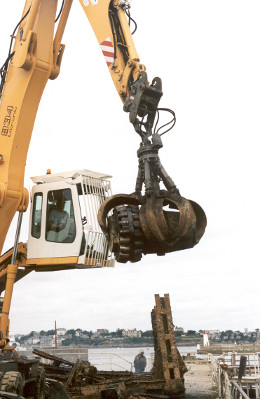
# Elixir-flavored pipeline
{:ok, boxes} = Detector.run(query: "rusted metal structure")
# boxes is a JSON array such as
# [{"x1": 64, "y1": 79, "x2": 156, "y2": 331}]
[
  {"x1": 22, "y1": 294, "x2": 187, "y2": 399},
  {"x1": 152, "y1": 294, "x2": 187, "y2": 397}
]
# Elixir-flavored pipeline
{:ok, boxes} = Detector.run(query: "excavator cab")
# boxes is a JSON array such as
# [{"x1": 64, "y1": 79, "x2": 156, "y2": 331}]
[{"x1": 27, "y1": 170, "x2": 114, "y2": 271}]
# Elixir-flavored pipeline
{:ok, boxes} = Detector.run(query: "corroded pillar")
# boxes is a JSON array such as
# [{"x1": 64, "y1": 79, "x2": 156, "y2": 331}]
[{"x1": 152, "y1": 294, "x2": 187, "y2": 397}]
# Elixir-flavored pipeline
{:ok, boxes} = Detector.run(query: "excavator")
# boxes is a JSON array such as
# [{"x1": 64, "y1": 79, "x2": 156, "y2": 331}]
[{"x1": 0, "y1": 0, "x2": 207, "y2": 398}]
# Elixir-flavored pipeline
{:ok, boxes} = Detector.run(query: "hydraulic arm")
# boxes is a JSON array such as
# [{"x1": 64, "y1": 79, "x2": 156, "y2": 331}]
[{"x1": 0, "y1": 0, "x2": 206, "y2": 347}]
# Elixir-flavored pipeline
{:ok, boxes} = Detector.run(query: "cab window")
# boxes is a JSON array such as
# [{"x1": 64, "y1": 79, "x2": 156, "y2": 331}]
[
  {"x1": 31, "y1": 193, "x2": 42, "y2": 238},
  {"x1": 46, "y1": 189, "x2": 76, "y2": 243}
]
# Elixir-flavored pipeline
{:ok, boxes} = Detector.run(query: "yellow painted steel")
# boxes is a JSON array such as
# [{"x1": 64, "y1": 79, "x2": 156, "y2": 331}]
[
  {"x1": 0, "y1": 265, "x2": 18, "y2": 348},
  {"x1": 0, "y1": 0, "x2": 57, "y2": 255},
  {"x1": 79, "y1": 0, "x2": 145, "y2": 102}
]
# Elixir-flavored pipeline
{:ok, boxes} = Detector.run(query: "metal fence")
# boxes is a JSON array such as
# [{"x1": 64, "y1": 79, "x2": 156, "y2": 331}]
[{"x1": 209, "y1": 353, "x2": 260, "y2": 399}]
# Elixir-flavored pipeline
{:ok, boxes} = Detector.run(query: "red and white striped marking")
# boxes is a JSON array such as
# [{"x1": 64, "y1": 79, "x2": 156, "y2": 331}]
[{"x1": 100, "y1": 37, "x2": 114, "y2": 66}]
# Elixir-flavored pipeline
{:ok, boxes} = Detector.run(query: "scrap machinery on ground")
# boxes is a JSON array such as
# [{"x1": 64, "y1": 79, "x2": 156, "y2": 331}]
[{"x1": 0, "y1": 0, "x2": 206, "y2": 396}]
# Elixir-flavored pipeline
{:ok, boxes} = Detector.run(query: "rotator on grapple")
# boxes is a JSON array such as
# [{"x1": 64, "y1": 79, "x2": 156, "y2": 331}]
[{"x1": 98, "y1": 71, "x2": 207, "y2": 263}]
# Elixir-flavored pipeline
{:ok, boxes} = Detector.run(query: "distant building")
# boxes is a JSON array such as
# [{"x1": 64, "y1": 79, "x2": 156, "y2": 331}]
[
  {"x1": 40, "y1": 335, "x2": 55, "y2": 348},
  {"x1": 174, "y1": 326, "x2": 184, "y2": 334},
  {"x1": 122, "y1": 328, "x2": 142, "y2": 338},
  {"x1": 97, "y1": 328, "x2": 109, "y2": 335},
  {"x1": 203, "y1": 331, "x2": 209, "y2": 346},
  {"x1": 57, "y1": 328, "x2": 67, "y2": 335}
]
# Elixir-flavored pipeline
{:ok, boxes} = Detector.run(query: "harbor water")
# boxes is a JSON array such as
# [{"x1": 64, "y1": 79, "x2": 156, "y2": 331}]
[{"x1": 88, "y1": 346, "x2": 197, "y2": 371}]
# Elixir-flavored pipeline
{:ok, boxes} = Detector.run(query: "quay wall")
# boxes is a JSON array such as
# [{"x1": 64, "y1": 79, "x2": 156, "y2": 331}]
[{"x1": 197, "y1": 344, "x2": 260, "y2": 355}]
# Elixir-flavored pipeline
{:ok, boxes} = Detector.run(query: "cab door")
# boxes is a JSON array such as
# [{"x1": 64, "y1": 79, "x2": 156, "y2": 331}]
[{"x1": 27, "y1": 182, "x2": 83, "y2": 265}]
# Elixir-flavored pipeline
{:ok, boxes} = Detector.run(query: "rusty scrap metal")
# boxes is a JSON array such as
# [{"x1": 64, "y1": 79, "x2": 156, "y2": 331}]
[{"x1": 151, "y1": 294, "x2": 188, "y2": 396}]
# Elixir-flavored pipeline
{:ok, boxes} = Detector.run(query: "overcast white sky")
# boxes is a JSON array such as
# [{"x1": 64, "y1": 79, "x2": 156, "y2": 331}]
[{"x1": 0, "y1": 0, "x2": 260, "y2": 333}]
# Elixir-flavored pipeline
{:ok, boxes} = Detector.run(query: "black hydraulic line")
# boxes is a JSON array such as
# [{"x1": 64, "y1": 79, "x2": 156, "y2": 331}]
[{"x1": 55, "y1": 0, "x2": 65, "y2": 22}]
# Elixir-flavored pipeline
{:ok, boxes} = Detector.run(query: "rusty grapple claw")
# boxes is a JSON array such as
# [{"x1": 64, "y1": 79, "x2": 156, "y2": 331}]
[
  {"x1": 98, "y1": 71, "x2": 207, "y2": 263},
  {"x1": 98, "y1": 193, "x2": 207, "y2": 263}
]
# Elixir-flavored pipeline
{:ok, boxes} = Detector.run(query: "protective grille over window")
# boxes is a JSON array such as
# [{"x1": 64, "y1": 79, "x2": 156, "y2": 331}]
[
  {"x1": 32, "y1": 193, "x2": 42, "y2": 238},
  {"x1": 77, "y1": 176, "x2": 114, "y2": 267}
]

..........

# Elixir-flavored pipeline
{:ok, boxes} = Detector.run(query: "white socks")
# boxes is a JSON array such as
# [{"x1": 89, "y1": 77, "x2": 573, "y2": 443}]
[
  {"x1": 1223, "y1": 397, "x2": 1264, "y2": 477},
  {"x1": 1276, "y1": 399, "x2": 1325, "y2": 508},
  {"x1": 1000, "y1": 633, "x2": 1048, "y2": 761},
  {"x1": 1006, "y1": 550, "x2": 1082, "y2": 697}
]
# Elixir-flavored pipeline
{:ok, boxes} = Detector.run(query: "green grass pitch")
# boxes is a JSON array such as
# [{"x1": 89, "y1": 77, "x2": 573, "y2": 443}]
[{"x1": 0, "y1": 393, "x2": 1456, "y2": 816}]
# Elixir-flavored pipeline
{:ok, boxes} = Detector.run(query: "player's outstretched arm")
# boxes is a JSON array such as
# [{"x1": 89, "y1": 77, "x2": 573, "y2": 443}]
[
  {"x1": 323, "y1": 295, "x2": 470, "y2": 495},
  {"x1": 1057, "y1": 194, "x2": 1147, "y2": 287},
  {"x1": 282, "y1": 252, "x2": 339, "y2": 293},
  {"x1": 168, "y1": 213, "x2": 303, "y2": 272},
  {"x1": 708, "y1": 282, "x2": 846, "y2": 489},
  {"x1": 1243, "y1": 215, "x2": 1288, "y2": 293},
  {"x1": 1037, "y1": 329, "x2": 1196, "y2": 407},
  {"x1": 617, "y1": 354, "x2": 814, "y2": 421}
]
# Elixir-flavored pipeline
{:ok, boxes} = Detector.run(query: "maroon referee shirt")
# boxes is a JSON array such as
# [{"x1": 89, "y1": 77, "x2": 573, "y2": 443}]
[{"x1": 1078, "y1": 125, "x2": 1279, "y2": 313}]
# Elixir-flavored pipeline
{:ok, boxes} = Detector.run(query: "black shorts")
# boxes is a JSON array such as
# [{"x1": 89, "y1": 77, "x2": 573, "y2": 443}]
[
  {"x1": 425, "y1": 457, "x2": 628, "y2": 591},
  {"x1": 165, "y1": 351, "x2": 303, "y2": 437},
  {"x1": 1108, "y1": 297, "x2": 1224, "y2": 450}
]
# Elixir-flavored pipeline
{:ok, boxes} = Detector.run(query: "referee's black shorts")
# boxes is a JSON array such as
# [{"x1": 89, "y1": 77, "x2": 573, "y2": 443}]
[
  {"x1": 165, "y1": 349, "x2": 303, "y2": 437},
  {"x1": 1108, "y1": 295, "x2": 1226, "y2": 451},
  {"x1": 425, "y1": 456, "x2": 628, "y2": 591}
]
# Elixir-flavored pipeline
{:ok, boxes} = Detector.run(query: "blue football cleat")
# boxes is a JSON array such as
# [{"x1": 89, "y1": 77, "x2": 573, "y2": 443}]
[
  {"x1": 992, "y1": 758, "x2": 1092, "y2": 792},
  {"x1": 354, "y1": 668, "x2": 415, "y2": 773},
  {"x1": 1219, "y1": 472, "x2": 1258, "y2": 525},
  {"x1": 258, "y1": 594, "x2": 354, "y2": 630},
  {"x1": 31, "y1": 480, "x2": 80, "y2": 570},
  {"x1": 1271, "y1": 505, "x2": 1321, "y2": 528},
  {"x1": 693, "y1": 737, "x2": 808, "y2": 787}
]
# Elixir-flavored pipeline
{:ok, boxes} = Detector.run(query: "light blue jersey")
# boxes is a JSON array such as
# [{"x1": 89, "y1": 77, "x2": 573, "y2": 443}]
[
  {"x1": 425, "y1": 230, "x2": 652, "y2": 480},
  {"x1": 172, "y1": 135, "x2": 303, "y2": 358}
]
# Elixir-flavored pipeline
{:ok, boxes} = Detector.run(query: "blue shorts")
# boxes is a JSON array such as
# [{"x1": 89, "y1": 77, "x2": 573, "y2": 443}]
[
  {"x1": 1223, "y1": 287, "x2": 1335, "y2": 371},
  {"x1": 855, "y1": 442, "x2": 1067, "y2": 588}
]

..........

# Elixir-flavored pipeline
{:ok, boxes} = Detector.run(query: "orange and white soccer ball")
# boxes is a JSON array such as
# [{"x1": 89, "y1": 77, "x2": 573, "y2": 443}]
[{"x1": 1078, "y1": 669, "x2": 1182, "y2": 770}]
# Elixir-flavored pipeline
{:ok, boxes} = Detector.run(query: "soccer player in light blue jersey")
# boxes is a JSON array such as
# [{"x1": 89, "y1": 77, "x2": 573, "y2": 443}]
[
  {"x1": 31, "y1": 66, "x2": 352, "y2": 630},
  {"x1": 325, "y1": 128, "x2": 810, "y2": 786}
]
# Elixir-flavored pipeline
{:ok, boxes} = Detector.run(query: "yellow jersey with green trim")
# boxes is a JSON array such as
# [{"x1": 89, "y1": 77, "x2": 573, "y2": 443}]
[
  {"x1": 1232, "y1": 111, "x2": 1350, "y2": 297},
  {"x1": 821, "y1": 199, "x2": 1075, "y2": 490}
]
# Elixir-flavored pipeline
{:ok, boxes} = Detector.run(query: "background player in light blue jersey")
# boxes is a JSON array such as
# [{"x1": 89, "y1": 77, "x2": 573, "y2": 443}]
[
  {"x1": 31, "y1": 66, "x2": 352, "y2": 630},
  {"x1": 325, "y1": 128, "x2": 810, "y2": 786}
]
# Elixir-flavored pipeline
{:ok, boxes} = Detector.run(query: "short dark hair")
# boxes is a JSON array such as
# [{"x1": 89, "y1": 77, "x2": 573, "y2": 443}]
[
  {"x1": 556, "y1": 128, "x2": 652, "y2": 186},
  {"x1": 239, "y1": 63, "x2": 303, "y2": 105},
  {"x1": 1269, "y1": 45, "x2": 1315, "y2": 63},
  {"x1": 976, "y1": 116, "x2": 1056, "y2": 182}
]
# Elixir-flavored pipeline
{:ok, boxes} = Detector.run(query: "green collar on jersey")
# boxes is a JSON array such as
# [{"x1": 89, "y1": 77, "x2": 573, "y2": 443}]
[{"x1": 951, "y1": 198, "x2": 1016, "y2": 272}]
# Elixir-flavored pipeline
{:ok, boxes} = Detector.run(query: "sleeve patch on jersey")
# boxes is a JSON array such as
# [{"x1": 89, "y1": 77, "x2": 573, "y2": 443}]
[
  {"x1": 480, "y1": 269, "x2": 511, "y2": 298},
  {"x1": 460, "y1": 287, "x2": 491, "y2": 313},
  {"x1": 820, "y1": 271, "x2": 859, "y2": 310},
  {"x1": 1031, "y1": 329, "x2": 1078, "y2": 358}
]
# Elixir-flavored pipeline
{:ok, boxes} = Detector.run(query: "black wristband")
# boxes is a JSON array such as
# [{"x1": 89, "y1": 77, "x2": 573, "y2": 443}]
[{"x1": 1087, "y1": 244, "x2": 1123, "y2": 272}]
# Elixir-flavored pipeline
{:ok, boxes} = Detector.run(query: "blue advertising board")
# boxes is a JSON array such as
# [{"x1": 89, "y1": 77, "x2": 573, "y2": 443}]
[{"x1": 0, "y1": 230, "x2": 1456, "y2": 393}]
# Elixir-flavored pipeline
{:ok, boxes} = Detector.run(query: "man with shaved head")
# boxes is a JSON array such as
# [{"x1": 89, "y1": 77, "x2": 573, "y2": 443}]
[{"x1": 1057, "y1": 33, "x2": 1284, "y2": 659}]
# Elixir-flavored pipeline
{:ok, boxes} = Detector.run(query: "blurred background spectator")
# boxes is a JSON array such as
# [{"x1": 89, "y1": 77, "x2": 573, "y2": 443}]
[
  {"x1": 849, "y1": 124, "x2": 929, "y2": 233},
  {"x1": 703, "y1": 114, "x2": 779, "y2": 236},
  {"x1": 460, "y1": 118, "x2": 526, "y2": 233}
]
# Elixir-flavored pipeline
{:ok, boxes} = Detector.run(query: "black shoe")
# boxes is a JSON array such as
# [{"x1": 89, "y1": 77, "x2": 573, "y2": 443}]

..........

Pull out every line of the records that contains the string "window", matching case exactly.

{:ok, boxes} = Detector.run(query: "cab window")
{:ok, boxes} = Detector.run(query: "protective grille over window")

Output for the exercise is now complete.